━━━ Supplied passage

So then it becomes more depressing. What hope is there for salvation, for learning from experience and transcending it if we cannot say we have done the wrong thing? (inasmuch as we cannot say we're done the right thing...) How can a murderer repent when he believes there was no other course for his actions? What is the point in searching for soul or questing for dreams if they lead nowhere but paths to synapses? What, then, is love, is god, is art, is mercy, is bliss?

This is not the fate or reincarnation that I want to believe in. Nor was it something I even frequently thought about, though the idea had been proposed to me previously. I generally waver between realist/ idealist when it comes to my belief in destiny, synchronicity, and "red strings." I follow the path of dreams, but it leads me away from the Periodic Table of Elements and into a greater realm free of all physical constraints, where matter is light and light sings. This is what I seek.

━━━━━━

> _Written exercise_
Please return, word for word, the stretch of the reflection on fate and destiny starting with "So then it becomes" and going on through "mercy, is bliss?".

━━━ Dataset excerpt

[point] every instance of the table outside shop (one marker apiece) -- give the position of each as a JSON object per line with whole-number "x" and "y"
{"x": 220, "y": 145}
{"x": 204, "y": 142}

━━━━━━

> _Output of the exercise_
So then it becomes more depressing. What hope is there for salvation, for learning from experience and transcending it if we cannot say we have done the wrong thing? (inasmuch as we cannot say we're done the right thing...) How can a murderer repent when he believes there was no other course for his actions? What is the point in searching for soul or questing for dreams if they lead nowhere but paths to synapses? What, then, is love, is god, is art, is mercy, is bliss?